## Photo-based referring expression data
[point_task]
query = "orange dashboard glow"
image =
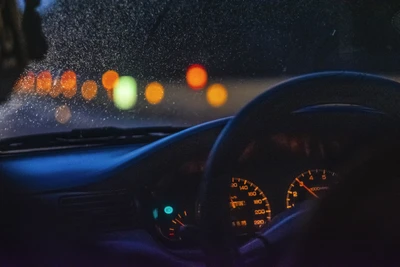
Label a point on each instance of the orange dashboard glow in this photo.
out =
(43, 83)
(196, 77)
(154, 93)
(109, 79)
(89, 90)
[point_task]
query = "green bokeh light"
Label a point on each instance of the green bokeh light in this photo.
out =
(125, 93)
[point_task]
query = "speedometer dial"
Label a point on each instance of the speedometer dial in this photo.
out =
(250, 208)
(312, 184)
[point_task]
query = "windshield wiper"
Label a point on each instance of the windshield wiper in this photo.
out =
(87, 137)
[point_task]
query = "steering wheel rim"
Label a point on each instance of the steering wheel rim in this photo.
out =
(281, 100)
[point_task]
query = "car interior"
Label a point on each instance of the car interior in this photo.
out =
(303, 174)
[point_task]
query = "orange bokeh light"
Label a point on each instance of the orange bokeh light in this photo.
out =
(89, 90)
(154, 93)
(56, 88)
(43, 83)
(110, 94)
(196, 77)
(25, 84)
(69, 93)
(217, 95)
(109, 79)
(68, 80)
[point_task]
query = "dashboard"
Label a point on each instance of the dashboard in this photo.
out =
(154, 187)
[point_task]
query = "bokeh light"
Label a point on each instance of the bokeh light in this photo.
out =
(25, 84)
(154, 93)
(196, 77)
(109, 79)
(68, 80)
(69, 93)
(110, 94)
(56, 88)
(125, 93)
(217, 95)
(89, 90)
(43, 83)
(63, 114)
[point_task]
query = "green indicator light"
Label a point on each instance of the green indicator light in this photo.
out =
(168, 210)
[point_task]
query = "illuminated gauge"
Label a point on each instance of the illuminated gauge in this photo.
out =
(250, 208)
(174, 223)
(312, 184)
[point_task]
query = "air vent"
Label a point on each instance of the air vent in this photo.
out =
(102, 211)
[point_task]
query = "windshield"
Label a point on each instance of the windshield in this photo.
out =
(178, 63)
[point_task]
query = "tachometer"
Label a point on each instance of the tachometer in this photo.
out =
(250, 209)
(312, 184)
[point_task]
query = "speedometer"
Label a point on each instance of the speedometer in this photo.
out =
(312, 184)
(250, 209)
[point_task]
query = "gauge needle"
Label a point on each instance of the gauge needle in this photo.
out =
(179, 222)
(306, 188)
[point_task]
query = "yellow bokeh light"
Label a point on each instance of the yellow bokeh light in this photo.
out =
(109, 79)
(63, 114)
(217, 95)
(154, 93)
(43, 83)
(89, 90)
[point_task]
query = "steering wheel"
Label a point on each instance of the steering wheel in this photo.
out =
(269, 109)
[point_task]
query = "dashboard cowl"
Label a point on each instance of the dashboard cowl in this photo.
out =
(99, 211)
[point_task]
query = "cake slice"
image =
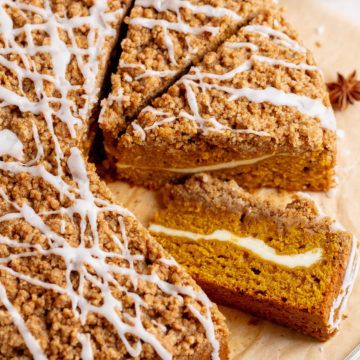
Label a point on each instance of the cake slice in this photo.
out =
(256, 111)
(272, 255)
(163, 39)
(79, 276)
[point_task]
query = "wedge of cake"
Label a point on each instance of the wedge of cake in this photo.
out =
(163, 39)
(79, 276)
(256, 111)
(274, 256)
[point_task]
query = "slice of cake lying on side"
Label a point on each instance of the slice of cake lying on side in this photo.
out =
(275, 257)
(79, 276)
(163, 39)
(256, 111)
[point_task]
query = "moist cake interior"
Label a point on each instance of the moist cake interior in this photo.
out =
(79, 276)
(277, 258)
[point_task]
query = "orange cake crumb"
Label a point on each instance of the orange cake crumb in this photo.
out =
(163, 39)
(274, 256)
(79, 276)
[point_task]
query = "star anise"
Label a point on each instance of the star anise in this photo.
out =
(344, 91)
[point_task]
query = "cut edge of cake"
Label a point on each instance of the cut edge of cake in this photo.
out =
(194, 218)
(79, 275)
(256, 110)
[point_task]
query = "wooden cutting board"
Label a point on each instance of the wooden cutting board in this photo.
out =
(335, 41)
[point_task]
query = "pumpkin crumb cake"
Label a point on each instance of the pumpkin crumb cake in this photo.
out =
(273, 255)
(79, 276)
(163, 39)
(256, 111)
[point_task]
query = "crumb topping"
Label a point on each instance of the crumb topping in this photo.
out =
(163, 38)
(79, 276)
(260, 86)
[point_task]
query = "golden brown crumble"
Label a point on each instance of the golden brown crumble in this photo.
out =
(43, 184)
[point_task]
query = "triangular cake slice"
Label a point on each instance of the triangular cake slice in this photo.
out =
(79, 276)
(273, 255)
(257, 110)
(163, 39)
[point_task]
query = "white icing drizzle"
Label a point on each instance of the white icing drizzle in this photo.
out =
(180, 25)
(339, 304)
(19, 322)
(85, 208)
(10, 145)
(202, 81)
(86, 352)
(256, 246)
(197, 169)
(277, 37)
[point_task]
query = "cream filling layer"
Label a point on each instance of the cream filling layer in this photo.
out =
(214, 167)
(256, 246)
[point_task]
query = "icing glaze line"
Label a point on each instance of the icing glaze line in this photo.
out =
(256, 246)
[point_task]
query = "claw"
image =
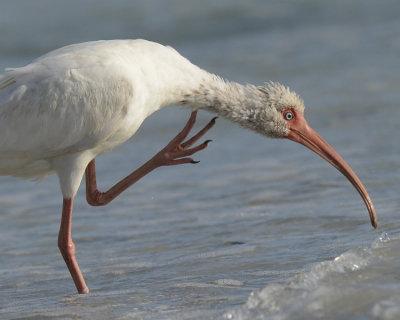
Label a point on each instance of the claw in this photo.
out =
(177, 151)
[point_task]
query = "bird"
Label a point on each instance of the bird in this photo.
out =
(67, 107)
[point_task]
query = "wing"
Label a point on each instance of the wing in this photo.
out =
(60, 104)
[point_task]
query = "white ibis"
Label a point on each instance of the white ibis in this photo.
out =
(60, 112)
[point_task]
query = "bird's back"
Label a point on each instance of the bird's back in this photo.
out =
(76, 98)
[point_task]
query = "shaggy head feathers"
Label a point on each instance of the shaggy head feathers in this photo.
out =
(258, 108)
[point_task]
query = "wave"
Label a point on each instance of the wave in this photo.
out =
(360, 283)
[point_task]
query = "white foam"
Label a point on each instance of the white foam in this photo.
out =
(344, 286)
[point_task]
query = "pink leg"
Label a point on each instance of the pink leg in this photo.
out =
(67, 247)
(176, 152)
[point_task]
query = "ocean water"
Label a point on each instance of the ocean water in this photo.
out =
(260, 228)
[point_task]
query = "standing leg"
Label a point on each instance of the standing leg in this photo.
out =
(67, 246)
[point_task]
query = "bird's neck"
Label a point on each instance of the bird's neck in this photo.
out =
(238, 103)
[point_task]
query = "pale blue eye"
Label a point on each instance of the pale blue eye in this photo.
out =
(289, 115)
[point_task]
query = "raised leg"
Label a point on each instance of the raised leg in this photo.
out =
(176, 152)
(67, 247)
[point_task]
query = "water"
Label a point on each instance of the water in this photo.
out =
(260, 228)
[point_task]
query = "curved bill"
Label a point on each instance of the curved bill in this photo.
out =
(302, 133)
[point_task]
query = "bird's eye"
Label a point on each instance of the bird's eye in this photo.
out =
(289, 115)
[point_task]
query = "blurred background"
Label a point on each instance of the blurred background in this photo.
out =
(260, 228)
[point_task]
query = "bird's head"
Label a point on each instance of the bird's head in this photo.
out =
(283, 117)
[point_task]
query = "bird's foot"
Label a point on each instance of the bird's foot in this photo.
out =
(177, 150)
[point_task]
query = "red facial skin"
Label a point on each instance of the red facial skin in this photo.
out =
(301, 132)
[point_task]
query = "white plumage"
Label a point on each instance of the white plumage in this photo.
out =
(69, 106)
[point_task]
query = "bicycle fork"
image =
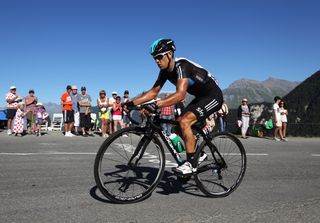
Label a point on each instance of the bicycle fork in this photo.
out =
(141, 148)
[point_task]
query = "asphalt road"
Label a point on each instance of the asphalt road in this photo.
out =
(50, 179)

## Directions for this task
Copy every line of the data where "brown" is found.

## The answer
query = "golden brown crumble"
Label a point on each instance of the golden brown crumble in this photo.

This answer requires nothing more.